→ **What is needed**
How many lines in the entries below contain the string "cloud", with case counting? Reply with the number only.

■ ■ ■ ■ ■

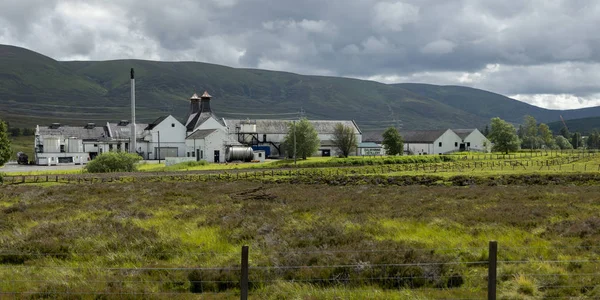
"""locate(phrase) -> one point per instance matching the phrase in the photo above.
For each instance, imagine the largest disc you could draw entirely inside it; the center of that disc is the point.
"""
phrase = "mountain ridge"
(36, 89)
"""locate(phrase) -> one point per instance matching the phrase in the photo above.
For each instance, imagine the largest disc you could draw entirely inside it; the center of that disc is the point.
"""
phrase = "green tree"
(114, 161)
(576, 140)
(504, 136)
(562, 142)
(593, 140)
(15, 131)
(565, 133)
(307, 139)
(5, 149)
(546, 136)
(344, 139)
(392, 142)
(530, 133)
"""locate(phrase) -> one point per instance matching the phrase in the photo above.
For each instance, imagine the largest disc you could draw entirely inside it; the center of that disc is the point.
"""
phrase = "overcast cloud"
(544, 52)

■ ■ ■ ■ ■

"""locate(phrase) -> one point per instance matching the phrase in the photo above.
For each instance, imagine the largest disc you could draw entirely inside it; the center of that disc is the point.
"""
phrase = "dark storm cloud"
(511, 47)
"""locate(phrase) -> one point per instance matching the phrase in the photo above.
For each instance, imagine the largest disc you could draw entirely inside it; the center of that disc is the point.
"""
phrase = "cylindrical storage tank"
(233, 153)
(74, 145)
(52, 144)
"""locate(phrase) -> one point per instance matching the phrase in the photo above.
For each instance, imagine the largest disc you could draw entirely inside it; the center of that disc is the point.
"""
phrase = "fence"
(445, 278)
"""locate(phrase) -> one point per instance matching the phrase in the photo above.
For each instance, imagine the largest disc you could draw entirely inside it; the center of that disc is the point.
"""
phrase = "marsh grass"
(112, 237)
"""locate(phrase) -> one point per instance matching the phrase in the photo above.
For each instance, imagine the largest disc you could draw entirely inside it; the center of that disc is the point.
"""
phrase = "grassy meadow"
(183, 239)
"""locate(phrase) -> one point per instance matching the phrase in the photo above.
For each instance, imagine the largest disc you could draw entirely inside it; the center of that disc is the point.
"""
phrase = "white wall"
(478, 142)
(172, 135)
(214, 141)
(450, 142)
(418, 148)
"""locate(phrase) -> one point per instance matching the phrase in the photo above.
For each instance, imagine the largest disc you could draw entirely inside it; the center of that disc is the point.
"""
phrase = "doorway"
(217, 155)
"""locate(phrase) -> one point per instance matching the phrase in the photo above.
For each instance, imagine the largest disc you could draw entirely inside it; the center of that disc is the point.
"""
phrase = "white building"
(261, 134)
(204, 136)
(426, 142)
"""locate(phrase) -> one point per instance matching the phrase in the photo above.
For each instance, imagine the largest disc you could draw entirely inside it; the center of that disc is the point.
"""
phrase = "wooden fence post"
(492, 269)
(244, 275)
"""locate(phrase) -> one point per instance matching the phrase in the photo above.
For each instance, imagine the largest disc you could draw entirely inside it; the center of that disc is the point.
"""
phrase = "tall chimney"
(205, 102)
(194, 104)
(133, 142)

■ ■ ■ ■ ■

→ **Correct output**
2